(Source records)

::::::::::

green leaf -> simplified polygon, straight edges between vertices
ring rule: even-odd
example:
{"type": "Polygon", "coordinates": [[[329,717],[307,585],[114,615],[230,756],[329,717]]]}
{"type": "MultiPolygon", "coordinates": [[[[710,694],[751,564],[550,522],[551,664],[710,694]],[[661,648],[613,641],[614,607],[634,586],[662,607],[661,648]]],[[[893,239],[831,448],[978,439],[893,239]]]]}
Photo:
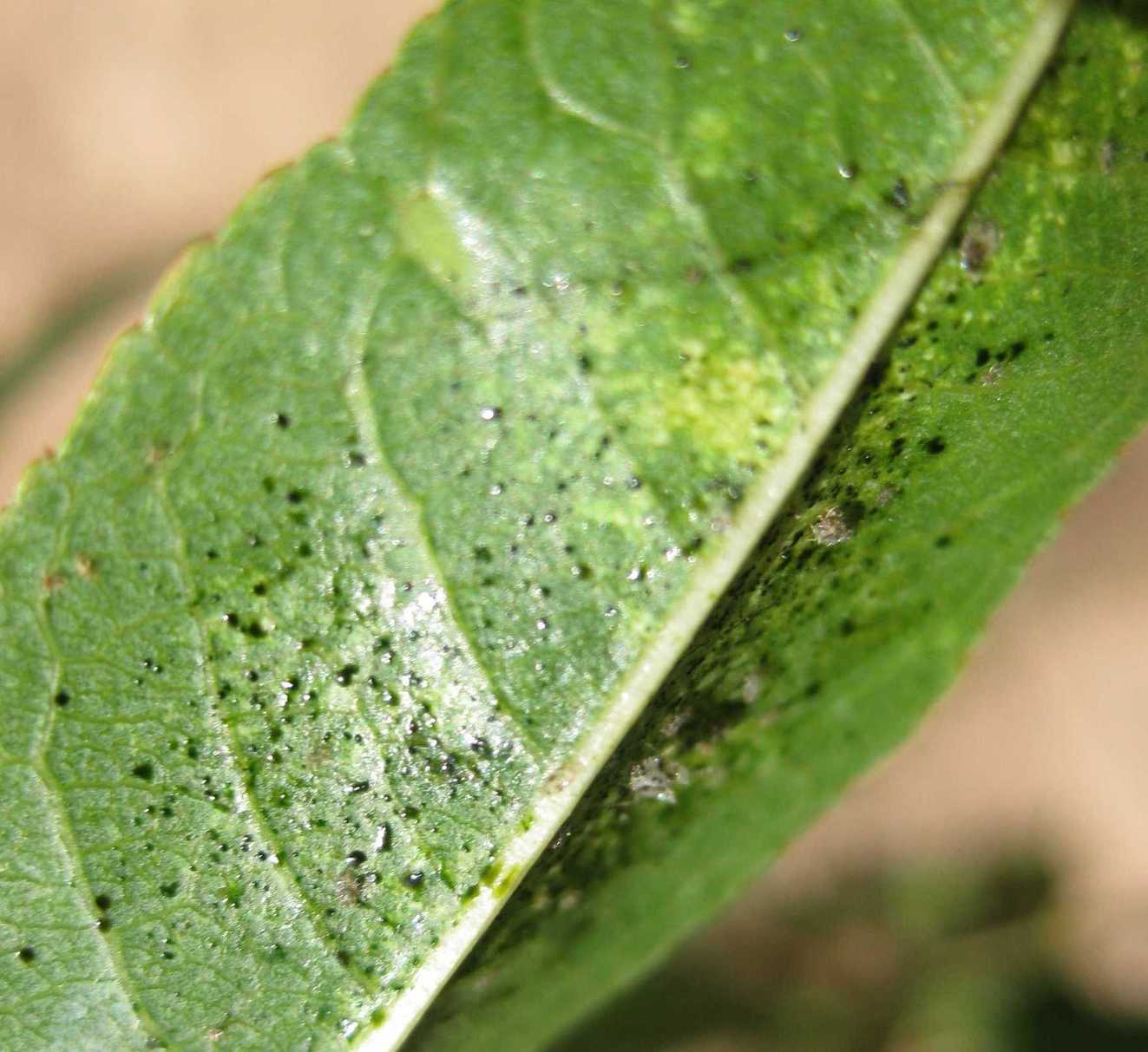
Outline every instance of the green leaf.
{"type": "Polygon", "coordinates": [[[1142,8],[1081,8],[813,472],[420,1050],[542,1047],[728,903],[905,738],[1148,418],[1146,57],[1142,8]]]}
{"type": "Polygon", "coordinates": [[[1053,875],[1035,859],[951,862],[743,905],[736,930],[724,925],[553,1052],[1143,1049],[1148,1020],[1091,1003],[1055,952],[1053,875]]]}
{"type": "MultiPolygon", "coordinates": [[[[16,1045],[393,1047],[712,610],[658,703],[670,753],[639,735],[615,762],[677,806],[619,809],[607,774],[432,1043],[543,1041],[903,733],[1142,415],[1137,384],[1112,397],[1134,319],[1096,313],[1134,273],[1046,294],[1047,346],[1004,280],[1030,242],[1079,251],[1058,217],[1092,213],[1086,164],[1125,201],[1058,111],[1029,126],[1063,170],[1019,155],[991,271],[943,268],[846,423],[903,457],[875,481],[859,451],[890,433],[839,441],[714,603],[1068,8],[463,0],[424,23],[347,132],[168,279],[0,524],[16,1045]],[[999,351],[993,296],[1031,351],[983,391],[952,365],[977,326],[999,351]]],[[[1077,101],[1081,132],[1107,98],[1077,101]]]]}

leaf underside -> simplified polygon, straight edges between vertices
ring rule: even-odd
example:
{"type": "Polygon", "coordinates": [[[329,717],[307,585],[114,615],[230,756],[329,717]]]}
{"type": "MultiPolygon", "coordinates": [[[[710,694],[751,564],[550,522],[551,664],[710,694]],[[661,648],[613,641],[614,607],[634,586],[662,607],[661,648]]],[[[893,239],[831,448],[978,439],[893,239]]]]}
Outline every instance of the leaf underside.
{"type": "MultiPolygon", "coordinates": [[[[0,524],[3,1042],[397,1039],[812,457],[859,314],[1060,7],[424,23],[185,258],[0,524]]],[[[992,251],[943,264],[430,1045],[534,1047],[712,911],[905,732],[1143,415],[1143,177],[1088,154],[1142,100],[1125,57],[1123,94],[1046,88],[992,251]],[[1119,221],[1079,229],[1103,194],[1119,221]]]]}

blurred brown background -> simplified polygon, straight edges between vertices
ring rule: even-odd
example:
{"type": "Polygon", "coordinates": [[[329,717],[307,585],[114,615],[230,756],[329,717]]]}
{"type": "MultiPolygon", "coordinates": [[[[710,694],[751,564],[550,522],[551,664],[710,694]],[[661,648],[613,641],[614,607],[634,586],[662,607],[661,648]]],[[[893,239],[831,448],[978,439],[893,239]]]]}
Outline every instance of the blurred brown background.
{"type": "MultiPolygon", "coordinates": [[[[334,131],[435,0],[38,0],[0,29],[0,363],[108,279],[137,289],[0,412],[0,499],[59,439],[178,247],[334,131]],[[122,281],[121,281],[122,279],[122,281]]],[[[1066,516],[920,733],[688,952],[734,972],[754,919],[874,863],[1004,846],[1063,862],[1063,940],[1148,1003],[1148,439],[1066,516]],[[735,952],[736,951],[736,952],[735,952]]]]}

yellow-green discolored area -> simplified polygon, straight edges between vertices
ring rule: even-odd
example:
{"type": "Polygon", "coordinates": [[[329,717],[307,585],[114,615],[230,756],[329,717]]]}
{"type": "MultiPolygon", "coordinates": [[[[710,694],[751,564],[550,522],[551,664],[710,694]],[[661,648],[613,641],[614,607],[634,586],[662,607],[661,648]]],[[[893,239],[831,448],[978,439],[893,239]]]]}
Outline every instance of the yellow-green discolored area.
{"type": "MultiPolygon", "coordinates": [[[[908,733],[1148,419],[1148,25],[1137,2],[1076,18],[814,469],[414,1047],[550,1047],[727,904],[908,733]]],[[[883,1035],[933,996],[909,972],[883,1035]]],[[[712,1032],[691,1007],[652,1034],[611,1010],[561,1047],[607,1032],[658,1047],[699,1020],[712,1032]]],[[[767,1006],[747,1047],[858,1047],[858,1019],[838,1030],[816,1024],[824,1002],[802,1011],[767,1006]]]]}
{"type": "Polygon", "coordinates": [[[1058,9],[424,23],[0,523],[0,1045],[328,1049],[443,980],[1058,9]]]}

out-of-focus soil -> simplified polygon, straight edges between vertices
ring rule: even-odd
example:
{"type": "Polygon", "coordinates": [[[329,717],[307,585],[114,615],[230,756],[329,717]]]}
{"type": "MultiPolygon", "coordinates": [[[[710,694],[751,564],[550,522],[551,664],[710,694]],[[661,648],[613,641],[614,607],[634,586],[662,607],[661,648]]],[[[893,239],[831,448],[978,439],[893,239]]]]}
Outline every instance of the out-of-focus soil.
{"type": "MultiPolygon", "coordinates": [[[[434,0],[13,3],[0,33],[0,354],[110,270],[173,255],[331,134],[434,0]]],[[[114,333],[0,414],[0,500],[59,441],[114,333]]],[[[1068,874],[1065,942],[1148,1003],[1148,439],[1065,521],[920,733],[688,952],[744,975],[753,919],[844,870],[1001,843],[1068,874]],[[721,952],[715,952],[720,946],[721,952]]]]}

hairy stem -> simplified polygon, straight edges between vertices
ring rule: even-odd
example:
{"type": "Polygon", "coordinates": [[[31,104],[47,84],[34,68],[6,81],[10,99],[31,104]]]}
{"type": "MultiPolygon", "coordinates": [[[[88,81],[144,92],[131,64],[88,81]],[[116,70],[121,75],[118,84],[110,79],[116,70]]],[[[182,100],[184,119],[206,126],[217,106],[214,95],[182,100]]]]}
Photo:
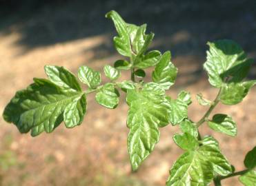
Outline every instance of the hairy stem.
{"type": "Polygon", "coordinates": [[[132,68],[130,70],[130,79],[133,81],[135,82],[135,68],[132,68]]]}
{"type": "Polygon", "coordinates": [[[206,121],[206,118],[210,116],[212,111],[214,110],[216,105],[219,103],[221,90],[222,88],[221,87],[219,90],[218,94],[217,95],[215,99],[213,101],[213,104],[210,105],[208,110],[207,110],[207,112],[204,115],[204,116],[197,123],[197,127],[200,126],[201,124],[203,124],[204,121],[206,121]]]}
{"type": "Polygon", "coordinates": [[[246,174],[246,172],[248,172],[248,171],[250,171],[250,169],[245,169],[245,170],[231,173],[230,174],[228,174],[227,176],[218,176],[217,178],[218,178],[219,180],[224,180],[224,179],[226,179],[226,178],[230,178],[230,177],[236,176],[239,176],[239,175],[243,175],[243,174],[246,174]]]}
{"type": "Polygon", "coordinates": [[[230,177],[233,177],[233,176],[236,176],[243,175],[243,174],[246,174],[246,172],[248,172],[248,171],[250,171],[250,169],[245,169],[245,170],[242,170],[242,171],[239,171],[239,172],[233,172],[233,173],[231,173],[230,174],[228,174],[227,176],[217,176],[213,179],[214,185],[215,186],[220,186],[220,185],[221,185],[221,180],[228,178],[230,178],[230,177]]]}

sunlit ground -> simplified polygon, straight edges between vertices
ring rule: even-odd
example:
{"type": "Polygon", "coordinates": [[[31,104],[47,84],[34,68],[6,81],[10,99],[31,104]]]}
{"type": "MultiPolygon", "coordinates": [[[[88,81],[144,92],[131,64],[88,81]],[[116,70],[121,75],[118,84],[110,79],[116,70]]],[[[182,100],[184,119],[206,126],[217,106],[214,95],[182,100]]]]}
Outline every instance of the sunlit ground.
{"type": "MultiPolygon", "coordinates": [[[[23,37],[19,29],[14,25],[8,31],[0,30],[1,113],[17,90],[31,83],[33,77],[46,77],[45,65],[65,66],[75,74],[79,66],[86,65],[100,70],[106,82],[104,65],[113,64],[121,58],[113,50],[113,32],[28,48],[19,43],[23,37]]],[[[190,50],[191,45],[188,48],[181,45],[179,49],[179,44],[188,41],[193,43],[191,41],[195,39],[186,29],[173,32],[170,35],[155,32],[157,36],[153,48],[173,51],[173,46],[176,51],[173,53],[172,61],[179,68],[179,76],[168,94],[175,98],[181,90],[190,92],[193,103],[188,114],[197,121],[207,107],[197,103],[195,94],[201,92],[206,98],[213,99],[217,91],[210,86],[203,72],[205,53],[190,50]],[[186,52],[182,53],[184,48],[186,52]]],[[[207,48],[197,43],[192,46],[207,48]]],[[[248,53],[252,57],[256,56],[253,50],[248,53]]],[[[254,67],[250,76],[255,77],[255,70],[254,67]]],[[[148,74],[146,81],[150,81],[148,74]]],[[[129,76],[129,73],[124,72],[121,79],[129,76]]],[[[246,153],[256,145],[255,94],[255,87],[242,103],[234,106],[219,105],[213,112],[233,117],[238,126],[237,137],[214,133],[205,125],[200,128],[204,135],[211,134],[219,140],[223,153],[237,170],[244,169],[246,153]]],[[[132,173],[126,147],[128,107],[124,95],[121,94],[117,108],[112,110],[97,105],[94,95],[90,94],[88,107],[80,126],[68,130],[61,125],[52,134],[43,133],[36,138],[19,134],[14,125],[6,123],[0,117],[0,185],[164,185],[169,169],[182,153],[172,140],[173,134],[179,132],[178,127],[169,125],[161,128],[160,142],[153,153],[137,172],[132,173]]],[[[223,185],[239,184],[237,178],[233,178],[223,181],[223,185]]]]}

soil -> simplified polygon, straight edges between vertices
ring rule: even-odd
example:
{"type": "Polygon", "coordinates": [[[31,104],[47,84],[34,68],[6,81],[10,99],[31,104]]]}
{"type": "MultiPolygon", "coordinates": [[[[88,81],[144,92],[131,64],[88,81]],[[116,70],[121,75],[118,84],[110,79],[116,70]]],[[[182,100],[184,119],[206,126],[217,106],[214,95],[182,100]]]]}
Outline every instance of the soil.
{"type": "MultiPolygon", "coordinates": [[[[195,121],[207,110],[197,103],[196,94],[214,99],[217,92],[202,68],[206,42],[234,39],[256,58],[255,1],[0,1],[1,113],[17,90],[31,83],[33,77],[46,77],[45,65],[65,66],[75,74],[85,65],[103,74],[105,64],[121,58],[113,48],[112,23],[104,18],[112,9],[127,22],[147,23],[148,30],[155,33],[152,49],[172,51],[179,75],[168,94],[175,98],[181,90],[189,91],[193,103],[188,114],[195,121]]],[[[124,72],[121,79],[129,76],[124,72]]],[[[255,78],[254,64],[248,79],[255,78]]],[[[219,141],[237,170],[244,169],[244,156],[256,145],[255,94],[254,87],[242,103],[219,104],[213,113],[233,116],[238,127],[235,138],[213,132],[206,125],[199,129],[219,141]]],[[[88,108],[80,126],[66,129],[61,125],[52,133],[35,138],[19,134],[0,117],[0,185],[164,185],[168,170],[182,153],[172,139],[178,127],[161,129],[159,143],[134,173],[126,147],[124,95],[115,110],[108,110],[97,104],[91,94],[88,108]]],[[[222,183],[241,185],[237,177],[222,183]]]]}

::::::::::

Given exercise: Can you output the lines of the data that run from the line containing "out-of-focus soil ->" through the line containing "Outline every instance of the out-of-focus", exactly as they appear, including both of those lines?

Output:
out-of-focus soil -> simplified polygon, straight edges between vertices
ring rule: even-odd
example:
{"type": "Polygon", "coordinates": [[[329,717],[307,585],[114,615],[230,756],[329,717]]]}
{"type": "MultiPolygon", "coordinates": [[[[710,694],[751,564],[550,522],[551,664],[710,694]],[[661,648],[613,641],[614,607],[634,586],[662,607],[661,648]]],[[[893,239],[831,448],[978,439],[893,239]]]]}
Outline every instance of the out-of-focus soil.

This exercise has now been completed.